Objetivo declarado a
Reúna todas as linhas dos registros abaixo em que aparece a palavra "football", respeitando a distinção entre maiúsculas e minúsculas.

Trecho apresentado
________________________
Afonso Bentes (Brasília)
Depois da
carta vazada, o áudio vazado. Com a divulgação "por acidente" de um
áudio em que fala praticamente como presidente, Michel Temer (PMDB) implodiu
nesta segunda-feira qualquer possibilidade de relacionamento com a presidenta
Dilma Rousseff (PT) e angariou críticas até da oposição que trabalha pela queda
da petista. O vice-presidente voltou a protagonizar momentos que talvez nem os
melhores roteiristas fossem capazes de elaborar e instalou mais uma vez a
dúvida sobre acidentes e intencionalidades estratégicas em seus gestos
públicos.
O
primeiro capítulo desta novela ocorreu em dezembro passado, com uma carta
enviada à mandatária dizendo que ele se sentia um "vice decorativo".
________________________
Objetivo declarado b
Dê continuidade à notícia acima sobre o áudio vazado de Michel Temer, começando logo após a última frase apresentada.

Registros de marcação:
________________________
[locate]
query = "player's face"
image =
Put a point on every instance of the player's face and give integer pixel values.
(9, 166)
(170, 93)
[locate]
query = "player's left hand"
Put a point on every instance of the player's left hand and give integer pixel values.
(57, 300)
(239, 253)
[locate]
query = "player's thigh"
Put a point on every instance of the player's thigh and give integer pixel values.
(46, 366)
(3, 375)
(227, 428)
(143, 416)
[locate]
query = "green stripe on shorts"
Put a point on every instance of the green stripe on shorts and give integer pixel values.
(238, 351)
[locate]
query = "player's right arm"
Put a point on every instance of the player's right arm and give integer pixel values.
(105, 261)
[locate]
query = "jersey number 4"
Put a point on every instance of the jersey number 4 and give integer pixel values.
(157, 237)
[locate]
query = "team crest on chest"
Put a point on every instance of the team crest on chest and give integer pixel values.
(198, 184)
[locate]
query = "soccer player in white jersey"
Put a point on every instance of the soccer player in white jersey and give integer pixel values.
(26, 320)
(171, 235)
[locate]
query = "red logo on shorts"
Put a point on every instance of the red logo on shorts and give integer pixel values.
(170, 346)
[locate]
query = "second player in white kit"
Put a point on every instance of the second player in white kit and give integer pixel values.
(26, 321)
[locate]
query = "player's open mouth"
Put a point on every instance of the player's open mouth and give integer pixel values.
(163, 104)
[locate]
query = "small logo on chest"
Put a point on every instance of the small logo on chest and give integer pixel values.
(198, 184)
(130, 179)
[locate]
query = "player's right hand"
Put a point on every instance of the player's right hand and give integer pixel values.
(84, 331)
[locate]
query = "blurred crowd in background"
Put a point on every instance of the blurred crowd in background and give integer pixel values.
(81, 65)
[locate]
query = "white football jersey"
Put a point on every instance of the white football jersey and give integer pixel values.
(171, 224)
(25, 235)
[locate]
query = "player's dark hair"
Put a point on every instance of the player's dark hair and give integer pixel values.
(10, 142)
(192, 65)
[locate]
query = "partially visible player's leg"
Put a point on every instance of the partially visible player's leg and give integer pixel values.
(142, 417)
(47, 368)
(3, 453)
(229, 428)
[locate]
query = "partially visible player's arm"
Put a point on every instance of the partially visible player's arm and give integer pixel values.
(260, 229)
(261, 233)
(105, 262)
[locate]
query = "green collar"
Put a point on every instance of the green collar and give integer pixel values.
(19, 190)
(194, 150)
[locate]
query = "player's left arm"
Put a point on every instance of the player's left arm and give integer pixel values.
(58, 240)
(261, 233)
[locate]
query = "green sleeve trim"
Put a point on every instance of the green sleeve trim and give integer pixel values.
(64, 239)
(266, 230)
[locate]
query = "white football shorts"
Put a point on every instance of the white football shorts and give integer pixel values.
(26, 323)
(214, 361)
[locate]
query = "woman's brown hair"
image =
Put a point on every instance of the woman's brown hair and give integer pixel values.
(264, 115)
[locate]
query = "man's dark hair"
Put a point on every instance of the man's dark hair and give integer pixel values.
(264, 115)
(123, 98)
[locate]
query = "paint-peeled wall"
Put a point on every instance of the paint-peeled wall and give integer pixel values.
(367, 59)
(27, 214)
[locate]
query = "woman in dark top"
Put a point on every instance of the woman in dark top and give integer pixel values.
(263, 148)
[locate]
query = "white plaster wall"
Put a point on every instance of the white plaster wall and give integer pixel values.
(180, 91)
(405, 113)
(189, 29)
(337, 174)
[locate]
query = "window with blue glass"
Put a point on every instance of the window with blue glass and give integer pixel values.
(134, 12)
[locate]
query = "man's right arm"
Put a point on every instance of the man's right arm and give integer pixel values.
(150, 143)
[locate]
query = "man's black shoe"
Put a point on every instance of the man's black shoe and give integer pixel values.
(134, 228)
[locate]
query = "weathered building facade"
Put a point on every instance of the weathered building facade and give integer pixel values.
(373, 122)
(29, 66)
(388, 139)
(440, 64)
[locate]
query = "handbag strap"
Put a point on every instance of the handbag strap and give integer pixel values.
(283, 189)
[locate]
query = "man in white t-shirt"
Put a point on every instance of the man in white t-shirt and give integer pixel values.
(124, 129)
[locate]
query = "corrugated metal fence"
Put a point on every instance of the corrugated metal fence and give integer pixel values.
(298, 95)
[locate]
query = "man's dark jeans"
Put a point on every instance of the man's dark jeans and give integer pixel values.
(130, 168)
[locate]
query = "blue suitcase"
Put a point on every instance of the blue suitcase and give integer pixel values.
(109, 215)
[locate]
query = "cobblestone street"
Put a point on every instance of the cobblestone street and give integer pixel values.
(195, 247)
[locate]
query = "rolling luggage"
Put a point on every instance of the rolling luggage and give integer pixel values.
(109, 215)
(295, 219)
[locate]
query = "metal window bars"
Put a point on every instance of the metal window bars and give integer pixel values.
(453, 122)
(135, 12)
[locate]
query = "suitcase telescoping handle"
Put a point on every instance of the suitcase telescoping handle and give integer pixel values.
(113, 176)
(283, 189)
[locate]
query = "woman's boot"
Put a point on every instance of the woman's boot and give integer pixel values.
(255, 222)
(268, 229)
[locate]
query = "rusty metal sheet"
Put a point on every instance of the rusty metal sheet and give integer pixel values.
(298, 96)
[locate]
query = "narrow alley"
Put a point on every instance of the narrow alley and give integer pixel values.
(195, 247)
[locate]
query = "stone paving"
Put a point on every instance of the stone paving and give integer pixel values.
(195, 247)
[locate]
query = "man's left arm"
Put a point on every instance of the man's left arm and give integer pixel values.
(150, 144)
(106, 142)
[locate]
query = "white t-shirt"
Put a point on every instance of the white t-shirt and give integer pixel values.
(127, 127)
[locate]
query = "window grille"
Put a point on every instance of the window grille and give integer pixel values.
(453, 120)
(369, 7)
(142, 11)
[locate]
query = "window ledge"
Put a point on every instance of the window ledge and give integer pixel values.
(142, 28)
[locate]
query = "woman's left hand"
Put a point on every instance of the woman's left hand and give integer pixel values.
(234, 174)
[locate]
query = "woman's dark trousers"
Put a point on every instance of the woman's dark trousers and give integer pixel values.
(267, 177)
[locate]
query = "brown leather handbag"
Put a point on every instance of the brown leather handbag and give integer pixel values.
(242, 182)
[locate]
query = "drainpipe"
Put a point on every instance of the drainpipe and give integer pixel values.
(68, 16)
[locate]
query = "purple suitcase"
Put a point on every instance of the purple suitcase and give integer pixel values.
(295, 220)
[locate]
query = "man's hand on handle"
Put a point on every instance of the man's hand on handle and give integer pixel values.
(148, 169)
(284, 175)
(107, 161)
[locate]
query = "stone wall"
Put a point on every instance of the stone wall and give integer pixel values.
________________________
Resposta redigida a
query = "white football jersey"
Put a point on every instance of the white football jersey and give integer pixel values.
query = "white football shorts"
Put a point on every instance of the white football shorts and give integer pixel values.

Resposta redigida b
Naquela época, o PMDB ainda estava no Governo e o processo de impeachment tinha
começado a tramitar na Câmara dos Deputados havia apenas cinco dias. Nesta
segunda-feira, a quatro dias do início da votação da destituição da presidenta,
com parte dos peemedebistas agindo na bancada oposicionista e o placar do
impeachment ainda indefinido, veio a nova entrega. Desta vez foi um grupo de
WhatsApp de deputados do PMDB em que
Temer falava de seus planos e desafios futuros como possível líder da nação. No
áudio de 14 minutos, tornado público pelo jornal Valor Econômico, o vice
está no futuro: Rousseff já perdera a batalha do impeachment na Câmara dos
Deputados e o caso está agora nas mãos do Senado Federal, que é quem julga de
fato a mandatária. O detalhe é que a votação no plenário da Câmara está
prevista para ocorrer apenas no próximo fim de semana.
Em Brasília, alguns consideravam o episódio um
deslize calculado de Temer para passar tranquilidade aos mercados e a outros
setores de que planeja uma transição suave, com "sacrifícios" para
sair da crise, mas sem imolar os programas sociais. Outros afirmaram que o
envio da mensagem era claramente um erro do grupo do peemedebista. O ensaio
presidencial de Temer fez até a empresa de consultoria de política Eurasia
Group emitir um comunicado extra em que analisa qual o impacto da gravação. A
empresa diz que o vazamento foi "claramente negativo" ao vice e seu
entorno, mas não deve impactar de maneira importante o jogo do impeachment.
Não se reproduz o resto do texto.